### GOAL OF THE EXERCISE
Every line of the data below must be given again exactly.

[MATERIAL FOR THIS TASK]

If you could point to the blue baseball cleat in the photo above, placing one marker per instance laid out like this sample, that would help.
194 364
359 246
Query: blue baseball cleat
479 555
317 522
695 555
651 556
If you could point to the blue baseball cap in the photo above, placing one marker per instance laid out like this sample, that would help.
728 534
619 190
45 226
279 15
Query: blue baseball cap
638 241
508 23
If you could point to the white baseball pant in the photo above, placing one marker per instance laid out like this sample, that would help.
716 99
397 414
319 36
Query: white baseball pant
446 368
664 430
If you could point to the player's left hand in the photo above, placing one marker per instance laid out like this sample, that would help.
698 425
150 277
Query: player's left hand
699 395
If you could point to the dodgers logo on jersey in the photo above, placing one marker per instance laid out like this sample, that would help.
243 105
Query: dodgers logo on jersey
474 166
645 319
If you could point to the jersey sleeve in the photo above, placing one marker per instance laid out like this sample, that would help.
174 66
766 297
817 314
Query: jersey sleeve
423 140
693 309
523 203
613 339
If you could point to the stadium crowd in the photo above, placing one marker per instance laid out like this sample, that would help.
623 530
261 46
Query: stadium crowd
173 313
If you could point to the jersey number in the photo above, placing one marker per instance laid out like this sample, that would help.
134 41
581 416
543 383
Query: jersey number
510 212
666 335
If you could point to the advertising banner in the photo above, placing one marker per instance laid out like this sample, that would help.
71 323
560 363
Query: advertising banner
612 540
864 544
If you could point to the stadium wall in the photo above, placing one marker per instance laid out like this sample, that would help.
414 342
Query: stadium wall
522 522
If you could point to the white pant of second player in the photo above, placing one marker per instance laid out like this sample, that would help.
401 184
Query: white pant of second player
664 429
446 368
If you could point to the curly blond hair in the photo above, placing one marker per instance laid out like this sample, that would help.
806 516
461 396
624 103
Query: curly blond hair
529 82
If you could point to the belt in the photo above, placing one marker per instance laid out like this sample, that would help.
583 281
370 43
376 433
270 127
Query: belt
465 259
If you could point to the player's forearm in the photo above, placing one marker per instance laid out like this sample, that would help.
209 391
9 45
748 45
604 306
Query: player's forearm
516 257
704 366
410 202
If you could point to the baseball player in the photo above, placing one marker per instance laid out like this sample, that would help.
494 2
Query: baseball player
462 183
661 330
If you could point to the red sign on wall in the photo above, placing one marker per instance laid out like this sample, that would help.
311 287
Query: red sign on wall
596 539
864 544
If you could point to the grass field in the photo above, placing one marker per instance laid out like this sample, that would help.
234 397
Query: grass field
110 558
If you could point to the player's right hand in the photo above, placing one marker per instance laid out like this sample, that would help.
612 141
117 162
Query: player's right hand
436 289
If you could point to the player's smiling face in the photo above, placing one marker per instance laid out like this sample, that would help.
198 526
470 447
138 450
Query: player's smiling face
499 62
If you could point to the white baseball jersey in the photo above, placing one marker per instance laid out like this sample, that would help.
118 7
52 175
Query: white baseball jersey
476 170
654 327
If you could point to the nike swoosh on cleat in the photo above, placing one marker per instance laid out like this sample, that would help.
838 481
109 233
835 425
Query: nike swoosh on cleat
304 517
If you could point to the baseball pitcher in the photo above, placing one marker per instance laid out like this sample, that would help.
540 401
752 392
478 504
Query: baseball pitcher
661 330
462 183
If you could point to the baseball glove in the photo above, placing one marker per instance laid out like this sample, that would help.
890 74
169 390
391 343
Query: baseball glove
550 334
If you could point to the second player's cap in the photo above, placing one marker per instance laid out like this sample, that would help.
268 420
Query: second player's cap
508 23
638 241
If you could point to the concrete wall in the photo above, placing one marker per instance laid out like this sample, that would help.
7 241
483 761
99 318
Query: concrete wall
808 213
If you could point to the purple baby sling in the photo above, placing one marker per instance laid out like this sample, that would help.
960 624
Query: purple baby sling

[/MATERIAL FOR THIS TASK]

### SOLUTION TO THIS TASK
If you could point to the blue baseball cleat in the photo above, placing one marker per instance laid out like this sample, that would help.
194 364
359 246
Query: blue baseball cleat
479 555
317 522
695 555
651 556
If you could point to the blue baseball cap in the photo above, placing one marker per instance laid out like this sample, that would help.
728 534
619 190
45 226
279 15
Query: blue baseball cap
638 241
508 23
If you could point to the white baseball pant in the photo above, placing one marker per instance laid out like this sample, that would help.
716 99
397 414
319 36
Query: white baseball pant
446 368
664 430
If you could point to the player's left hand in the photo above, placing one marker per instance laid out like this sample, that would help.
698 425
150 277
Query: player's left hand
699 395
If you could point to the dodgers logo on jersey in the photo above, placing one marker per instance laid out like this sample, that would help.
243 105
Query: dodgers logo on jersey
474 166
645 319
If you could point to the jersey sleeve in the photo above, placing one marker per instance laid out like this sample, that would help.
174 66
766 297
817 314
Query: jersey sleeve
423 140
693 309
523 203
613 339
If you could point to the stadium crowd in the photo above, placing one marker per instance laid out like this sample, that would help.
623 530
261 46
Query: stadium crowd
173 313
If you could point to the jersey number in the photo above, placing one marker per instance laid out like this sample, that would help.
134 41
581 416
543 383
Query: jersey number
510 212
666 335
If you could point to the advertising banner in the photo above, placing one marker per instance laid out like this sample, that would help.
71 323
560 363
Query: advertising banner
612 540
864 544
If you could point to the stadium wall in the photo above, placing one marker per instance laid out like this sample, that would help.
414 342
Query: stadium wall
522 522
If you could point to the white pant of second player in the photo above, placing one marker per instance laid out like this sample, that would help.
401 184
Query: white pant of second player
664 429
446 368
If you could point to the curly blond hair in the photo above, placing one marker per instance laid out like this sample, that would help.
806 516
461 396
624 103
Query: curly blond hair
529 82
If you could point to the belt in the photo above, placing one marker per instance laid out like this sample, that would help.
583 281
370 43
376 433
270 127
Query: belt
465 259
If you could point to the player's forearm in the photo above, placing one marker per instance laid out like this sample, that would help.
209 391
9 45
748 45
604 306
Query: player's forearm
516 257
704 366
410 202
If you could point to the baseball player in the photo above, placing one marker per instance laid out like this sample, that would help.
494 2
Query: baseball player
462 183
661 330
If you could point to the red sign on wall in the photo above, placing one marker per instance laid out like this sample, that would help.
311 287
Query: red sign on wall
596 539
864 544
If you could point to the grass field in the photo above, placing one marker per instance laid out like this sample, that would help.
234 397
Query: grass field
110 558
If you could point to the player's right hand in the photo above, placing one marker per instance laid out like this sample, that would help.
612 141
117 162
Query: player's right hand
436 289
If you could point to the player's smiling face in the photo above, placing one marker per instance laid out like this sample, that would help.
198 526
470 447
138 450
Query: player's smiling face
499 62
If you could point to the white baseball jersey in the photo above, placing one marker per instance laid out like this sample, that would help.
118 7
52 175
Query: white baseball jersey
476 170
654 327
If you could point to the nike swoosh on cleat in the photo above, placing one marker per instance laid out like this sample, that would help.
838 481
109 233
835 425
Query: nike swoosh on cleat
304 517
If you could point to the baseball pitcher in the photo above, placing one marker per instance laid out like this sample, that would help.
540 401
752 392
478 504
Query: baseball pitcher
661 330
462 183
If you could point to the baseball glove in the photo above, placing one marker per instance laid out like this sample, that would help.
890 74
169 390
391 343
Query: baseball glove
550 334
If you could point to the second player's cap in the photo above, placing one marker per instance laid out like this sample, that would help.
268 420
Query: second player's cap
508 23
638 241
If you could point to the concrete wall in the photo above, placing one marker per instance laid out like this sample, that would help.
7 241
483 761
99 318
Query: concrete wall
808 213
If you could point to the purple baby sling in the photo above, placing one marker per instance laid out like this sample, that would help.
960 624
Query: purple baby sling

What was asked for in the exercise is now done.